**DO THIS:**
Return the court opinion passage below word for word, in full.

**PROVIDED TEXT:**
__________

In sum, Siegel had a valid claim against the bank for premature payment in the amount of the item paid, but the bank was entitled to assert the rights of prior holders on the check and on the transaction from which it arose. We vacate the judgment and remand for a further hearing to determine those rights. At the hearing, the bank must establish the status of its subrogor. Siegel's executrix must establish any defenses to liability on the instrument as well as the absence of rights or presence of defenses on the underlying transaction.
[Note 1] David Siegel, now deceased, was the original plaintiff in this case.
[Note 2] Siegel testified, and the judge found, that Siegel stopped payment, first orally and later in writing, when he learned of the bank's action. The bank contends, however, that Siegel's testimony was not believable and that the judge's finding was erroneous. The bank also argues that the judge should have permitted it greater leeway in its efforts to impeach Siegel on cross-examination. Credibility is, of course, a question for the trier of fact (here, the judge). Mass. R. Civ. P. 52 (a), 365 Mass. 816 (1974). Lynnfield v. New England Oyster House, Inc., 362 Mass. 696 , 702 (1972). The scope of cross-examination, too, was within the judge's sound discretion, and we find no abuse of discretion on the present record. In addition, most of the excluded questions concerned communications between Siegel and his attorney. We see no reason to recite the questions asked by the bank and excluded by the judge, particularly because the stop payment order plays no part in our decision. If there had been error, it would have been harmless.

__________

**DATASET CONTENT:**
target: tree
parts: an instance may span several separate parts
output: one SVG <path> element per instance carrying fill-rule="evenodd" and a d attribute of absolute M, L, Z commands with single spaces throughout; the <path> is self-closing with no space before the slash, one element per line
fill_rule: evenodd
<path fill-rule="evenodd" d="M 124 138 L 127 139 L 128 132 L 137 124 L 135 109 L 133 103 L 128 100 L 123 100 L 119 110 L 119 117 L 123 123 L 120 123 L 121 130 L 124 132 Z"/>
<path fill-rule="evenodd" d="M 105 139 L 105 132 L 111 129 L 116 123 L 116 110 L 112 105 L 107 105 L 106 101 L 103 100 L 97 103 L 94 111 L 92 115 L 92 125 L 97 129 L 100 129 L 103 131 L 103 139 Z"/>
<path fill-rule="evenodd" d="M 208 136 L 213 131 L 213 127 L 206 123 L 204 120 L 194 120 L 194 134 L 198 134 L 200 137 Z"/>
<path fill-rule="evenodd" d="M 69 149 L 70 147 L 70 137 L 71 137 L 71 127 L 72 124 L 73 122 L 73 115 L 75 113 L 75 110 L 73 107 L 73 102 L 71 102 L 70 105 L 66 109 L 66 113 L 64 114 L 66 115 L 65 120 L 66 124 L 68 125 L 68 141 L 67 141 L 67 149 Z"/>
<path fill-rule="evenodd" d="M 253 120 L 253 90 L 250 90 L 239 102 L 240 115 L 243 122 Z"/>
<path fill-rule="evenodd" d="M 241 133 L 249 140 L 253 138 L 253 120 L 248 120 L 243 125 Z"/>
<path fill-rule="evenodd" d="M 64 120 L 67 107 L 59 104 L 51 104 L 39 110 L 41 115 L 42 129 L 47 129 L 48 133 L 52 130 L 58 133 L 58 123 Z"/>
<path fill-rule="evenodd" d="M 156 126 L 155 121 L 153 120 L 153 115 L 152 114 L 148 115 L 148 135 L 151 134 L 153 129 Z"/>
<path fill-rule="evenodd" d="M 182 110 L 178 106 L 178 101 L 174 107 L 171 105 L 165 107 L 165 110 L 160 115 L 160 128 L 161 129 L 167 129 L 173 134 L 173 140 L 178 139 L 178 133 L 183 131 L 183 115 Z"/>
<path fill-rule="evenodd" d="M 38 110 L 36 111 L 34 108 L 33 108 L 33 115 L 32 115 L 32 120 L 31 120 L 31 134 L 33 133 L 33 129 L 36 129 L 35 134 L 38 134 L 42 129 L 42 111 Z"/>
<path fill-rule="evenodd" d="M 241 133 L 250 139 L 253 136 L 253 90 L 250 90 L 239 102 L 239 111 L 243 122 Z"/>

__________

**EXERCISE ANSWER:**
In sum, Siegel had a valid claim against the bank for premature payment in the amount of the item paid, but the bank was entitled to assert the rights of prior holders on the check and on the transaction from which it arose. We vacate the judgment and remand for a further hearing to determine those rights. At the hearing, the bank must establish the status of its subrogor. Siegel's executrix must establish any defenses to liability on the instrument as well as the absence of rights or presence of defenses on the underlying transaction.
[Note 1] David Siegel, now deceased, was the original plaintiff in this case.
[Note 2] Siegel testified, and the judge found, that Siegel stopped payment, first orally and later in writing, when he learned of the bank's action. The bank contends, however, that Siegel's testimony was not believable and that the judge's finding was erroneous. The bank also argues that the judge should have permitted it greater leeway in its efforts to impeach Siegel on cross-examination. Credibility is, of course, a question for the trier of fact (here, the judge). Mass. R. Civ. P. 52 (a), 365 Mass. 816 (1974). Lynnfield v. New England Oyster House, Inc., 362 Mass. 696 , 702 (1972). The scope of cross-examination, too, was within the judge's sound discretion, and we find no abuse of discretion on the present record. In addition, most of the excluded questions concerned communications between Siegel and his attorney. We see no reason to recite the questions asked by the bank and excluded by the judge, particularly because the stop payment order plays no part in our decision. If there had been error, it would have been harmless.